- _Dataset records_:
□ □ □

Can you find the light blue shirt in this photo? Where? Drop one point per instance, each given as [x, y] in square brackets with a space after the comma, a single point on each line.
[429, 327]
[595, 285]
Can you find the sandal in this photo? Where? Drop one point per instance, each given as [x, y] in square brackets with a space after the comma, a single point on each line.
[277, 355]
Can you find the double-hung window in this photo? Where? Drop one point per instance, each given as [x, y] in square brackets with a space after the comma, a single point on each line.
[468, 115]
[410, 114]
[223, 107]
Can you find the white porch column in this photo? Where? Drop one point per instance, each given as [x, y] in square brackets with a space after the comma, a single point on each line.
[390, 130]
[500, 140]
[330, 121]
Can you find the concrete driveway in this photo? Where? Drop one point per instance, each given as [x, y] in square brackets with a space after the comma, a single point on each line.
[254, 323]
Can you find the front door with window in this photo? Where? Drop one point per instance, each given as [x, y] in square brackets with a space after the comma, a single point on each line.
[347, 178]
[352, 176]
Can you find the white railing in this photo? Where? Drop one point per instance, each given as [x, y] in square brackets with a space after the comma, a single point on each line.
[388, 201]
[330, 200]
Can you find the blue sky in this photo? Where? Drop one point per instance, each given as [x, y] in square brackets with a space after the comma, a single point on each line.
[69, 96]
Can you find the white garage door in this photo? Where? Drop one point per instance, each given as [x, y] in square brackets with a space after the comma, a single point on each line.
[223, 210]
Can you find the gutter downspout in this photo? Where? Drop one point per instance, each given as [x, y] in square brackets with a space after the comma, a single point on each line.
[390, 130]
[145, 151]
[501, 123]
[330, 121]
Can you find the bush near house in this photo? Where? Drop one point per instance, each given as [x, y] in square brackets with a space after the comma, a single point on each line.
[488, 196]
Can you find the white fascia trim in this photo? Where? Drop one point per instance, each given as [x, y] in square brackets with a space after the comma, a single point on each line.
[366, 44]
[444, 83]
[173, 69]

□ □ □

- _Aim of the task_: Print the full listing verbatim. Leave nothing out.

- _Response to the exercise_:
Can you find the light blue shirt in this photo? Where? Drop one point per instance, each given as [x, y] in square brackets with a space after the comma, a single point on each line.
[429, 327]
[595, 285]
Can you find the sandal in this photo? Where? Drop one point per instance, each given as [x, y] in square brackets with a space after the comma, a single point on each line.
[277, 355]
Can you find the double-hung window in this photo? Where? Drop one point per instance, each given as [x, y] in square brackets with a space after the comma, a single point on each line.
[468, 115]
[410, 114]
[223, 107]
Can you find the white porch column in this photo? Where? Drop one point per instance, each given as [x, y] in square brackets with a space after the comma, a single point on each line.
[390, 130]
[500, 140]
[330, 121]
Can you find the concrete driveway in this photo? Where? Drop one point per instance, each given as [x, y] in square brackets with a space after the comma, a single point on each line.
[254, 323]
Can you find the front door with window in this photo? Where? Drop one point per instance, each given as [x, y] in square brackets with a space after the comma, a single point on each line.
[347, 178]
[352, 176]
Can you find the white railing in this photo? Where? Drop one point per instance, each given as [x, y] in square brackets with a space after the comma, a single point on each line.
[388, 201]
[330, 200]
Can you find the blue sky in this photo? Where? Drop one point per instance, each given as [x, y] in square brackets with a space after the comma, a single point on each line.
[69, 96]
Can you find the white garage door in this photo? Where? Drop one point per instance, each given as [x, y] in square brackets with a space after the comma, a single point on each line.
[223, 210]
Can you find the gutter downspout in this photo? Where? Drop one point per instance, each given as [x, y] in square brackets with a space after the comma, a single point on each line.
[390, 130]
[145, 151]
[501, 123]
[330, 121]
Can you find the bush near house in this photo? Where? Drop one point per instance, each given as [x, y] in square brackets with a space after the comma, a single point on each line.
[488, 196]
Can you find the white fascia trim in this photo? Where? Drop one point per instance, each given as [x, y] in square brackets with a space after the comma, a single point on each line.
[366, 44]
[444, 83]
[173, 69]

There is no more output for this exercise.